● **Required work**:
Locate each line of the data below that contains the string "nose", and copy every such line. Treat the match as case-sensitive.

** Start of Dataset entries **

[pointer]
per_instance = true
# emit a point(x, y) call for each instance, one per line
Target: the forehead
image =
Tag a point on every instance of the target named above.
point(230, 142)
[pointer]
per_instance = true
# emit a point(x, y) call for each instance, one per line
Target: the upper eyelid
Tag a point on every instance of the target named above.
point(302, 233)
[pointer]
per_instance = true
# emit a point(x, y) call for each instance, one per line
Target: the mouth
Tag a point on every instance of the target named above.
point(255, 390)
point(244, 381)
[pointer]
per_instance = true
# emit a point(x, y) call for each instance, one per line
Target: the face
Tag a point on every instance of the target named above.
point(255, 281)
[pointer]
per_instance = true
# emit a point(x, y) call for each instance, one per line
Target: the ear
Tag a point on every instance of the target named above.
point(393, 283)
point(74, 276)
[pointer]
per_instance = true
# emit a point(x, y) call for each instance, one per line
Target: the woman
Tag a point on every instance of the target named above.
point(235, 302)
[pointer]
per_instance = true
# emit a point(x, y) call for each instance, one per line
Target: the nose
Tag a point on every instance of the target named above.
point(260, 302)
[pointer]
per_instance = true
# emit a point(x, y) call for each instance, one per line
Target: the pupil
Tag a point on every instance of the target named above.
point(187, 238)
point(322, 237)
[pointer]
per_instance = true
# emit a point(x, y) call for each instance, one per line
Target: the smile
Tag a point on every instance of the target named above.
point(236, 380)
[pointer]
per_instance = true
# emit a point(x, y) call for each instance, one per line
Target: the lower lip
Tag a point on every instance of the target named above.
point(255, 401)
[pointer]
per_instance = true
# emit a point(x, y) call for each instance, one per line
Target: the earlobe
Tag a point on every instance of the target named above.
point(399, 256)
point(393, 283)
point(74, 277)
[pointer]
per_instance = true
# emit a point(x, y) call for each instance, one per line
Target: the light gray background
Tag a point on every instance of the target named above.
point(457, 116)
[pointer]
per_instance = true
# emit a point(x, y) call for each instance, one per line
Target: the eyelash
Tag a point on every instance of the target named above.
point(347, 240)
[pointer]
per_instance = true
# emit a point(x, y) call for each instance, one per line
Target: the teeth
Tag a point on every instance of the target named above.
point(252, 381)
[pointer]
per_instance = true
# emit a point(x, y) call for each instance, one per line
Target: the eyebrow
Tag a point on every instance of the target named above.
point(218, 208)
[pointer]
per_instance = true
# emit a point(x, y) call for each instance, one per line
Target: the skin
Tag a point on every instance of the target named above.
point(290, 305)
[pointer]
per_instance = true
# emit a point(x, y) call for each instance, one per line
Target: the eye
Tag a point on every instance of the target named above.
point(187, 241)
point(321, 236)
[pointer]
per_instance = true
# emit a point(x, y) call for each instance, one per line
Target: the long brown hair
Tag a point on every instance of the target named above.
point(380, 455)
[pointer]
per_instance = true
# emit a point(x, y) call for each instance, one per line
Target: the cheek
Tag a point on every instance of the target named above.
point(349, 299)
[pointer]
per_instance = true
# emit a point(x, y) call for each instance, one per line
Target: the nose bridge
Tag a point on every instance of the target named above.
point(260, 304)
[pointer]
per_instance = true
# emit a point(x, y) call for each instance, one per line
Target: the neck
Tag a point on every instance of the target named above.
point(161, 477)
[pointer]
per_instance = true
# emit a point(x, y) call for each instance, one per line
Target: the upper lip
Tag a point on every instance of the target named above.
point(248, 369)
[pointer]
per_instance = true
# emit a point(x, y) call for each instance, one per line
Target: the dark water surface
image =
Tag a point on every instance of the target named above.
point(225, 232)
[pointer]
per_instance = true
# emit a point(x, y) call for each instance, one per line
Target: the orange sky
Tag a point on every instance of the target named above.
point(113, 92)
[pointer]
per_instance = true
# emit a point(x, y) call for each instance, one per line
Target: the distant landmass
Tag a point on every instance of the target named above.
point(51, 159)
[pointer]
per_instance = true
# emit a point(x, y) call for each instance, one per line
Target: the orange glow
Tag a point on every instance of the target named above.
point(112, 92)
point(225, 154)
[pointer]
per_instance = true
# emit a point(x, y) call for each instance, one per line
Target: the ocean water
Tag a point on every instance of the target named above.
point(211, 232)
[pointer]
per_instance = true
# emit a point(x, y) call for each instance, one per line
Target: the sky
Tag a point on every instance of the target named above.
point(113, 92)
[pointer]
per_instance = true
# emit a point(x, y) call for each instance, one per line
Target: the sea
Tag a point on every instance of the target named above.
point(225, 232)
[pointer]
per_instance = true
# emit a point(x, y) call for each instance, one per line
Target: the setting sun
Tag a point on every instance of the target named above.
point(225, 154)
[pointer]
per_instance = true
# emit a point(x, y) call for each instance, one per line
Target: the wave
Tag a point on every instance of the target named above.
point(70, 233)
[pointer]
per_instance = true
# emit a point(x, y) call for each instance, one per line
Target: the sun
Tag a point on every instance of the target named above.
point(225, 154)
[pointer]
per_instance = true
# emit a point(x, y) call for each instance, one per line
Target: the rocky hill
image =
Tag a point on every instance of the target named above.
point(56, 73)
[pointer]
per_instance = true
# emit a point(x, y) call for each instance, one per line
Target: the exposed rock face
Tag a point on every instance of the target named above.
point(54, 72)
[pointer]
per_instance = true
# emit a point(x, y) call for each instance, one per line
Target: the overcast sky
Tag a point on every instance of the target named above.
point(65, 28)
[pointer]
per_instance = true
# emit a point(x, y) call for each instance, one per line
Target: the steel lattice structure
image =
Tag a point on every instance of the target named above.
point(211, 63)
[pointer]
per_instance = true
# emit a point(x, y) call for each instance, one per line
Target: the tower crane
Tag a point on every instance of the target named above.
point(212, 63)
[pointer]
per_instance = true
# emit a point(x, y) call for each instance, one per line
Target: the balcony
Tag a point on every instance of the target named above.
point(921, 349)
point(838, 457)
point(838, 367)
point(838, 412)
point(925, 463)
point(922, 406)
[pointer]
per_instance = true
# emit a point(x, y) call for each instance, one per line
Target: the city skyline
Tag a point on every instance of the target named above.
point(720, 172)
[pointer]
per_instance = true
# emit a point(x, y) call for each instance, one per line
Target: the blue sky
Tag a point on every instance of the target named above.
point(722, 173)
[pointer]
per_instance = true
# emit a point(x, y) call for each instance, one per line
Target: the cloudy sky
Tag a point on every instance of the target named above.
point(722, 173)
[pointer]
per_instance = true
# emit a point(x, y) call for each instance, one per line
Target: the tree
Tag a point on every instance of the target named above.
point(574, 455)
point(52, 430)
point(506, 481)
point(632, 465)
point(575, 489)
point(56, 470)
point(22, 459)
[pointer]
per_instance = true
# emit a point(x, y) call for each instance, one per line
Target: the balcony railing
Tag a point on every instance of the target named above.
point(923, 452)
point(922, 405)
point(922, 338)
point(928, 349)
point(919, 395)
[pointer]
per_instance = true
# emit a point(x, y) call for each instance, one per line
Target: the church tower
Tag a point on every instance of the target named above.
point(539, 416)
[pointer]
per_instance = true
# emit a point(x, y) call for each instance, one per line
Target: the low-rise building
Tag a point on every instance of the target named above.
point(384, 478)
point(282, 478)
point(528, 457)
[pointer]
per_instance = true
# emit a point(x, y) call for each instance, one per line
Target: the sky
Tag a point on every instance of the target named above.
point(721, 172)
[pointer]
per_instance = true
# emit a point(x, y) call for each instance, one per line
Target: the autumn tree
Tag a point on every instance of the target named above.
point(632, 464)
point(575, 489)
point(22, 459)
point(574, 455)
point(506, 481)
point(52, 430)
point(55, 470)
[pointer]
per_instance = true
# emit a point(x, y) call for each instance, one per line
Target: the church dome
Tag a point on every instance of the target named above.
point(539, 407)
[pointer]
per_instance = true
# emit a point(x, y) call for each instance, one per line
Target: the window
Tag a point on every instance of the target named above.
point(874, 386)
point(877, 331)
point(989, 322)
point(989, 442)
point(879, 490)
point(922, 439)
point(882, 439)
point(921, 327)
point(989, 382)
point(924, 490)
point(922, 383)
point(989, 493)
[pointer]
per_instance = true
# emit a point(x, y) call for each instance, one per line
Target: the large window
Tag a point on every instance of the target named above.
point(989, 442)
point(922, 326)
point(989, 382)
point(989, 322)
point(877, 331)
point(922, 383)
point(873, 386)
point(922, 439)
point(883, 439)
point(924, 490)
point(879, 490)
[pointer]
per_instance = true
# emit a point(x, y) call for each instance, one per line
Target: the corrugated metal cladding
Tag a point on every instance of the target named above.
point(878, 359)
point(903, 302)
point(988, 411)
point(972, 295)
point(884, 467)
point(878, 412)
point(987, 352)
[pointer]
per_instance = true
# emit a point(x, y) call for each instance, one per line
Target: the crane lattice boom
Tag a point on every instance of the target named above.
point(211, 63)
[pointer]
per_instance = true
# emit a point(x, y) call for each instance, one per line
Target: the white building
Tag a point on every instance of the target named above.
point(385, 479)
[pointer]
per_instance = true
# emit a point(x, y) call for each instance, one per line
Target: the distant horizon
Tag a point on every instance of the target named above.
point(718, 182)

** End of Dataset entries **

● **Response for this exercise**:
Target: the nose
Target: the nose bridge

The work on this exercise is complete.